Since the outbreak of Israel’s war on the Gaza Strip in 2023, the destruction has not been limited to homes and public infrastructure. It has also extended to cultural and intellectual heritage, as libraries and archives across the enclave have endured major attacks and significant losses. Reports from human rights and academic organizations indicate that more than 87 public libraries and archives in Gaza have been partially or completely destroyed, resulting in the loss of hundreds of thousands of books, documents, and rare manuscripts that form an essential part of Palestinian cultural and historical memory.
Meanwhile, library visitors gradually disappeared from public spaces. Reading habits shifted to homes, displacement shelters, and digital platforms, as people attempted to preserve their cultural practices amid a war that has devastated the territory and disrupted everyday life.

▶ [Dataset excerpts]:
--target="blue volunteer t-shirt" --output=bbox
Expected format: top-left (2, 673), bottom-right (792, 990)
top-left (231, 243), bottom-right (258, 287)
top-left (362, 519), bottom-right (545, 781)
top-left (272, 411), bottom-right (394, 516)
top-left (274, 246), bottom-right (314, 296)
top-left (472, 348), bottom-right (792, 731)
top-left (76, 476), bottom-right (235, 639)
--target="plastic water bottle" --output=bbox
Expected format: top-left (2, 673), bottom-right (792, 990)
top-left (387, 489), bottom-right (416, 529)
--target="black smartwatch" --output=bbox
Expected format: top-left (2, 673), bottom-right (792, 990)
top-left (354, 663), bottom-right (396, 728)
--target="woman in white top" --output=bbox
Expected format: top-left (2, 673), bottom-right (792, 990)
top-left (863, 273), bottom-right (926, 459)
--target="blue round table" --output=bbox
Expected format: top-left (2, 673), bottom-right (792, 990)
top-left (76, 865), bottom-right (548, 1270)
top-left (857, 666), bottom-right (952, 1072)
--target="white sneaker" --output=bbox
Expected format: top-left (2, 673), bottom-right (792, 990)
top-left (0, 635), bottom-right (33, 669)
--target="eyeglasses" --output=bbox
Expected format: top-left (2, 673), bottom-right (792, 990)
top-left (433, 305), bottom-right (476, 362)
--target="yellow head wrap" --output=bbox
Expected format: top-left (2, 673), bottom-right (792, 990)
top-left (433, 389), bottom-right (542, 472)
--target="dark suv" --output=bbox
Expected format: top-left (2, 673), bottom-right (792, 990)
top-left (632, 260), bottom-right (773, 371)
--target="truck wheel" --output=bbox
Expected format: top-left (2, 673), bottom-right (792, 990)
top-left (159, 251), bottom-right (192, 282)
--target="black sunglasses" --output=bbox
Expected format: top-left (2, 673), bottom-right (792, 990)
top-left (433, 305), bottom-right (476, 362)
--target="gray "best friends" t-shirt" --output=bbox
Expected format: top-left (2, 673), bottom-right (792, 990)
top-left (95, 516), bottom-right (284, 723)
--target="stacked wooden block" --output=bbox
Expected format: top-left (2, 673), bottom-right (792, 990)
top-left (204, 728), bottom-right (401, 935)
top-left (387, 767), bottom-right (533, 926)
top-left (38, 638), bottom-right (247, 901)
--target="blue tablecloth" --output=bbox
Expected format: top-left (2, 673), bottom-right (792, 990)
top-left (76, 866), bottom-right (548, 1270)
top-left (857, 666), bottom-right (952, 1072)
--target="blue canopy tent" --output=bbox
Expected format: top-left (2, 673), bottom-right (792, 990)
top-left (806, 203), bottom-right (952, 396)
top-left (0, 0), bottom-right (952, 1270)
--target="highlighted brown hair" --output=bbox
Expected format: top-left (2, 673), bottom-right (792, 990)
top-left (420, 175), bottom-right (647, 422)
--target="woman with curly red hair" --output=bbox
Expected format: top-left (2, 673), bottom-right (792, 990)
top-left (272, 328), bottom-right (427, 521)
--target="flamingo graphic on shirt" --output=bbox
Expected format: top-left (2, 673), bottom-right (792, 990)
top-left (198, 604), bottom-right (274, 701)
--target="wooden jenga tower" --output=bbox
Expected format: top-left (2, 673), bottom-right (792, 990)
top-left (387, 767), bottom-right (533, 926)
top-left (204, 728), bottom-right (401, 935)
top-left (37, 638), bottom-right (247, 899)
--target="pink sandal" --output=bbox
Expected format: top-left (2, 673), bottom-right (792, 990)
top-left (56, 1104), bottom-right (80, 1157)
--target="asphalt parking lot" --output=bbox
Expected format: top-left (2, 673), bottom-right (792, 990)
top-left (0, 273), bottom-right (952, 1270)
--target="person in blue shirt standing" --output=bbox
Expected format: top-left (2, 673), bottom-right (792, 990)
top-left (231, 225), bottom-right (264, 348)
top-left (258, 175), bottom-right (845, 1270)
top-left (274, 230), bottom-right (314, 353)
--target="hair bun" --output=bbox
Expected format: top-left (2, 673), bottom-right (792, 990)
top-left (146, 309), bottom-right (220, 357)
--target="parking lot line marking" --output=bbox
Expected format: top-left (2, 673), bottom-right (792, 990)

▶ [Set exercise 1]:
In the passage on Gaza's libraries, rename "libraries" to "reading rooms" and write out the stretch that begins at the words "Since the outbreak" and stops after "disrupted everyday life.".
▶ [Set exercise 2]:
Show each line of the rows that contains the string "blue", matching case exactly.
The passage on Gaza's libraries and the rows come from separate sources.

▶ [Exercise response 1]:
Since the outbreak of Israel’s war on the Gaza Strip in 2023, the destruction has not been limited to homes and public infrastructure. It has also extended to cultural and intellectual heritage, as reading rooms and archives across the enclave have endured major attacks and significant losses. Reports from human rights and academic organizations indicate that more than 87 public reading rooms and archives in Gaza have been partially or completely destroyed, resulting in the loss of hundreds of thousands of books, documents, and rare manuscripts that form an essential part of Palestinian cultural and historical memory.
Meanwhile, library visitors gradually disappeared from public spaces. Reading habits shifted to homes, displacement shelters, and digital platforms, as people attempted to preserve their cultural practices amid a war that has devastated the territory and disrupted everyday life.

▶ [Exercise response 2]:
--target="blue volunteer t-shirt" --output=bbox
--target="blue round table" --output=bbox
--target="blue tablecloth" --output=bbox
--target="blue canopy tent" --output=bbox
--target="person in blue shirt standing" --output=bbox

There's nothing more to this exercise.